• [To be done] Copy the lines of the records starting at the one containing "Detect foliage in" and ending at the one containing "left=319, top=216, right=640, bottom=291", replacing "foliage" with "vegetation" and keeping everything else unchanged.

[Begin Provided material]

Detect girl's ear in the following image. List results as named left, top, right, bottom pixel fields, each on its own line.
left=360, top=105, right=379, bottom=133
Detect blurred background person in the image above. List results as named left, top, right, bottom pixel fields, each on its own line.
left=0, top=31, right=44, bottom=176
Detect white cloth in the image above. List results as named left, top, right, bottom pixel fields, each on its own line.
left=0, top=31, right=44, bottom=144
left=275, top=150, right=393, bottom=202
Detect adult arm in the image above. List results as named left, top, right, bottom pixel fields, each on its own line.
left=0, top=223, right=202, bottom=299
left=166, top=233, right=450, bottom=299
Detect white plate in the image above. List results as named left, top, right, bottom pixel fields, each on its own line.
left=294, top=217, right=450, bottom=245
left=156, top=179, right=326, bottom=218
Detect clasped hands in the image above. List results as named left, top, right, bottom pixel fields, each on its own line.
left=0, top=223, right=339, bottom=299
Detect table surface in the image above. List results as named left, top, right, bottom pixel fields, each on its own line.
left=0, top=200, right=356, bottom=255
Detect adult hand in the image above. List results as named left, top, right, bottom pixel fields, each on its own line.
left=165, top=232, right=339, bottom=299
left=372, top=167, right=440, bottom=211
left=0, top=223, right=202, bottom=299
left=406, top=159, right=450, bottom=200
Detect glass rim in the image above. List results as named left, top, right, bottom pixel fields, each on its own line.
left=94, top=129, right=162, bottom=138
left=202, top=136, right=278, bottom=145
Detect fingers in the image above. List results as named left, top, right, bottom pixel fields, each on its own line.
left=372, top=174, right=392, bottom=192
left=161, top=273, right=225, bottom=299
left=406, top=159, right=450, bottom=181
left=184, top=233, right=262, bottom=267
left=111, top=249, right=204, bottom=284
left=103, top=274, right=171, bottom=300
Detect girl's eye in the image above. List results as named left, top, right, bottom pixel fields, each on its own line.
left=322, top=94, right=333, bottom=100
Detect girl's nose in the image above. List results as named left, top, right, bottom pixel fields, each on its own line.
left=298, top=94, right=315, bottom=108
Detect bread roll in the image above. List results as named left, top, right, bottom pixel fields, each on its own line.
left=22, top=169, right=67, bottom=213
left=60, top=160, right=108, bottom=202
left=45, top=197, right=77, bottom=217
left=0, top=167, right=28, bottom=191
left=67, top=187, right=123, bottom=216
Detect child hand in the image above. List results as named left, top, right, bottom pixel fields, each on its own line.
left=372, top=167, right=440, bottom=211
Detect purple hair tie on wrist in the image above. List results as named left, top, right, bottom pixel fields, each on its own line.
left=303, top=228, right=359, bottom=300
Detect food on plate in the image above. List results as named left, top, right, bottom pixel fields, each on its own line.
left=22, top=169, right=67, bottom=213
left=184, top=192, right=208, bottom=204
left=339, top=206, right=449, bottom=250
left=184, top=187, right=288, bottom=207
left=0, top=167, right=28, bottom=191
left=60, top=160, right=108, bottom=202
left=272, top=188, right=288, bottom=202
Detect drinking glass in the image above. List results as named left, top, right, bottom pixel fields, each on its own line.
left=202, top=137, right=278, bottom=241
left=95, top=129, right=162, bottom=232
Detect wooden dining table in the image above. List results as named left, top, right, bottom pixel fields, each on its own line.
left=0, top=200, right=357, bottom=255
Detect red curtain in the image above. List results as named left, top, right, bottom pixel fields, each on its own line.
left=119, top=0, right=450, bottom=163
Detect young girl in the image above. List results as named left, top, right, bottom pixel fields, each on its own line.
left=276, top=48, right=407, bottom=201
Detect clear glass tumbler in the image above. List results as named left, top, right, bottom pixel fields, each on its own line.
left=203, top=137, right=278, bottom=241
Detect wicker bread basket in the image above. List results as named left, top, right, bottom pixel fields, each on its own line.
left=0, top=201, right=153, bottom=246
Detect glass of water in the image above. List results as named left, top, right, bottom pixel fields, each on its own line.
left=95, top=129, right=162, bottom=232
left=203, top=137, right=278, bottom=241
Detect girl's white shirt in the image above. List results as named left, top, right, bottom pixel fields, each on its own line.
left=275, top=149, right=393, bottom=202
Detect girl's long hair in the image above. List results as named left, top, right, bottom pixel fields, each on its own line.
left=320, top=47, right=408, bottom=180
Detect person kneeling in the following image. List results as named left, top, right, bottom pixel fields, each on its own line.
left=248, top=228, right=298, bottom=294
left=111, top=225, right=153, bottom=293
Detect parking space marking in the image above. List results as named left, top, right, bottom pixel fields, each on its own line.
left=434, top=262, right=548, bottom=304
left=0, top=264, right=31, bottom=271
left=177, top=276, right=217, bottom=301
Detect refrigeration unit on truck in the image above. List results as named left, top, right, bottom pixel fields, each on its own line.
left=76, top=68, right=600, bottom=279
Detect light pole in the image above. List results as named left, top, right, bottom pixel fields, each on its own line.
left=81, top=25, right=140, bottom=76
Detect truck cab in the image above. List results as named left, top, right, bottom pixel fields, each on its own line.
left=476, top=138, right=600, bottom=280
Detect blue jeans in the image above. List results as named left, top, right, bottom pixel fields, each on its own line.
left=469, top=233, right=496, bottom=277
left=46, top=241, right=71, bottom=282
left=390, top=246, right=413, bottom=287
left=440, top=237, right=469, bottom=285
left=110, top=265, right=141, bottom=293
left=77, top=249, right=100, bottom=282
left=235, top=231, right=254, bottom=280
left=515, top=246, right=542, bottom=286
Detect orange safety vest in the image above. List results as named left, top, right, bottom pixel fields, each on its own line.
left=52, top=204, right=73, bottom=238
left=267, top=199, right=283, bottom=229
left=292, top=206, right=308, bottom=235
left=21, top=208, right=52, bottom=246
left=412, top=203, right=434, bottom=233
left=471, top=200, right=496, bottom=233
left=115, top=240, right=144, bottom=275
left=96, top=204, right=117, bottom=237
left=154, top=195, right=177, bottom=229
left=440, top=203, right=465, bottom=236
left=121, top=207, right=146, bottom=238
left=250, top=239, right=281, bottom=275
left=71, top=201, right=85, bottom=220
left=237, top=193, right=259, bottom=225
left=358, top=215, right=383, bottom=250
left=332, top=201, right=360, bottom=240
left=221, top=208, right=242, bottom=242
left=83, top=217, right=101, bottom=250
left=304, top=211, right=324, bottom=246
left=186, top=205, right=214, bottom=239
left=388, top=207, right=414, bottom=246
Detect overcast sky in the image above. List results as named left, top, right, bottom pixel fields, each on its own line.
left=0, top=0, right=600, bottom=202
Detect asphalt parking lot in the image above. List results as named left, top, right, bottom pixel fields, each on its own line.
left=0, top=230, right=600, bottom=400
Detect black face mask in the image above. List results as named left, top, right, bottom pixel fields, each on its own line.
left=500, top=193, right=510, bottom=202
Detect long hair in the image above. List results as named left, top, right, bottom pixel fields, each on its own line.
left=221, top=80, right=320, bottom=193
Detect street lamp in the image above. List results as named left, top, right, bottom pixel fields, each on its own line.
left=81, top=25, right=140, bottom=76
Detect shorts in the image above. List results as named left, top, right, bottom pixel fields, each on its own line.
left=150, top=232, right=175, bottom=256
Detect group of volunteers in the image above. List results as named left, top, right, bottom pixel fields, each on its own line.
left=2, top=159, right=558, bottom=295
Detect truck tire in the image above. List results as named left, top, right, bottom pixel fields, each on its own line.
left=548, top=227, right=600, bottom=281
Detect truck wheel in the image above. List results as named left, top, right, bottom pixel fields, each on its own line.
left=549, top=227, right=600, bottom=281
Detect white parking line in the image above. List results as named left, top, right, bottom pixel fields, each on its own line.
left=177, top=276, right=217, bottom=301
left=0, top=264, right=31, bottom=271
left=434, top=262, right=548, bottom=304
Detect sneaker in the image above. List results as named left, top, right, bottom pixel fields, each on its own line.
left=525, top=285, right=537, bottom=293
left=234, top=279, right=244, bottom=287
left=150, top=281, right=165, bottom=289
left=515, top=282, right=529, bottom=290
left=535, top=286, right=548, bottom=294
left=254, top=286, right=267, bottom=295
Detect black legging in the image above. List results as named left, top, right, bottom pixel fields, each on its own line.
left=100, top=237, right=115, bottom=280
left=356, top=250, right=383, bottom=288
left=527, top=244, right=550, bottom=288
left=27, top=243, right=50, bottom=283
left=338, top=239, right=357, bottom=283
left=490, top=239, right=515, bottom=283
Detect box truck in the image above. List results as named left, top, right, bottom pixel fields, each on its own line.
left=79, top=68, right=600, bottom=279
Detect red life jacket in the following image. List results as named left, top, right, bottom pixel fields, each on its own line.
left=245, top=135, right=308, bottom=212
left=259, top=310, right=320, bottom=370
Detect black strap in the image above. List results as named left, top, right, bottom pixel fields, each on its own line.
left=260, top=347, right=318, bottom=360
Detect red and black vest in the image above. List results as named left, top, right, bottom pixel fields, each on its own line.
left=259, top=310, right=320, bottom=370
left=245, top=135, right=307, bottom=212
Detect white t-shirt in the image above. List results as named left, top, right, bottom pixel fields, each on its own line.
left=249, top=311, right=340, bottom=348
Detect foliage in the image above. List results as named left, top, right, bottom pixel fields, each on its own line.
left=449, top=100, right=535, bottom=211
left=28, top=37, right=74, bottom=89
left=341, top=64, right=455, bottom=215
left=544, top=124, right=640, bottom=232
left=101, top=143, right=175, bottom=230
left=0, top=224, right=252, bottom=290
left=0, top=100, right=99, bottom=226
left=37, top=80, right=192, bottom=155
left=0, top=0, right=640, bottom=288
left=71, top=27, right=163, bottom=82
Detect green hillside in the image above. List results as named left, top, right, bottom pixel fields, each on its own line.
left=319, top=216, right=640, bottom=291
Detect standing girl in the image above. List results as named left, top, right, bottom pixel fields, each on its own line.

[End Provided material]

• [Result of the exercise]
Detect vegetation in the image above. List results as named left, top, right, bottom pixel fields, each on its own line.
left=449, top=100, right=535, bottom=211
left=28, top=37, right=74, bottom=89
left=341, top=64, right=455, bottom=215
left=544, top=124, right=640, bottom=232
left=101, top=143, right=175, bottom=230
left=0, top=224, right=252, bottom=290
left=0, top=100, right=99, bottom=226
left=37, top=80, right=192, bottom=155
left=0, top=0, right=640, bottom=288
left=71, top=27, right=163, bottom=82
Detect green hillside in the image above. List results as named left, top, right, bottom pixel fields, each on its own line.
left=319, top=216, right=640, bottom=291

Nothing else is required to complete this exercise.